:: DIRECTION ::
Write out the whole listing below word for word, leaving any pictures out of your copy.
─── RECORDS FOR PROCESSING
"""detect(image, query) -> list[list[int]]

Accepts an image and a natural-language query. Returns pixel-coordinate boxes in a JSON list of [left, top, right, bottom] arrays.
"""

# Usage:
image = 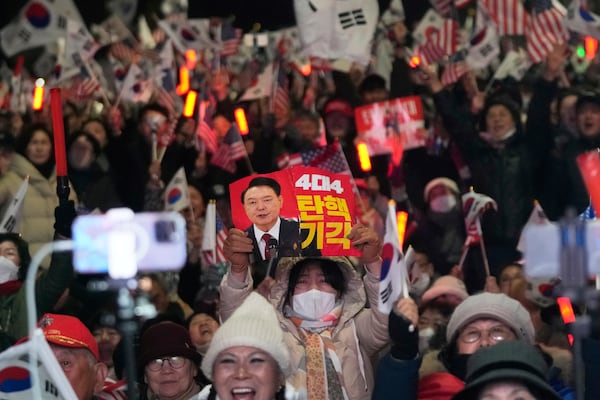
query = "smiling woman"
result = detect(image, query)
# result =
──────
:: EXPECTED OUTPUT ::
"""detect(image, query) -> list[list[int]]

Accepts an image and a natural-language query. Returns pixel-coordinate boxes in a JSON list of [left, top, right, bottom] arrays.
"""

# Usage:
image = 
query = "smiling woman"
result = detect(image, query)
# result =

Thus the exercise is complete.